━━━ Data

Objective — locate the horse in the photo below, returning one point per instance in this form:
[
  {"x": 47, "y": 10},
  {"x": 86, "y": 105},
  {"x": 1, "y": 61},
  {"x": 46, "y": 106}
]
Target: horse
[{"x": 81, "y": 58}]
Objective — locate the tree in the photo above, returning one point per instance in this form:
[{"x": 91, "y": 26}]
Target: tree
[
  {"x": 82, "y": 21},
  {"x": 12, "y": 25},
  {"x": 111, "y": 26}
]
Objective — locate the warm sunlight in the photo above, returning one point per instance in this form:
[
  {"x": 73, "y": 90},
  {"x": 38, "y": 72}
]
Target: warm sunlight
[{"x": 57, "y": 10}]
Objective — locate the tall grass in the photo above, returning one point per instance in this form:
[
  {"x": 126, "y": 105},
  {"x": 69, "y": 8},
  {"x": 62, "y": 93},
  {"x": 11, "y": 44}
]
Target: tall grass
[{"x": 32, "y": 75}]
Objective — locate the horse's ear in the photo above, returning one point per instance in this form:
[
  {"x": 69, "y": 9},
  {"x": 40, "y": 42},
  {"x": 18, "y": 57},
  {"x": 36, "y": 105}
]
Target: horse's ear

━━━━━━

Aim of the exercise: Repeat the listing in full so that each line matches exactly.

Task result:
Objective — locate the horse in the photo below, returning one point per instance in this form:
[
  {"x": 47, "y": 10},
  {"x": 86, "y": 105},
  {"x": 1, "y": 61},
  {"x": 46, "y": 106}
]
Target: horse
[{"x": 81, "y": 58}]
Objective — locate the tree in the photo above, returning one point per instance in this form:
[{"x": 91, "y": 26}]
Target: tree
[
  {"x": 82, "y": 21},
  {"x": 12, "y": 25},
  {"x": 111, "y": 26}
]
Objective — locate the warm sunlight in the photo above, returning one point per instance in this form:
[
  {"x": 73, "y": 90},
  {"x": 38, "y": 72}
]
Target: warm sunlight
[{"x": 57, "y": 10}]
Objective — locate the tall grass in the photo above, returning one point per instance in this form:
[
  {"x": 126, "y": 105},
  {"x": 69, "y": 8},
  {"x": 62, "y": 93},
  {"x": 11, "y": 44}
]
Target: tall grass
[{"x": 32, "y": 75}]
Objective — locate the horse's ear in the photo above, returning one point per instance in this form:
[
  {"x": 69, "y": 9},
  {"x": 40, "y": 42},
  {"x": 18, "y": 57},
  {"x": 36, "y": 105}
]
Target: horse's ear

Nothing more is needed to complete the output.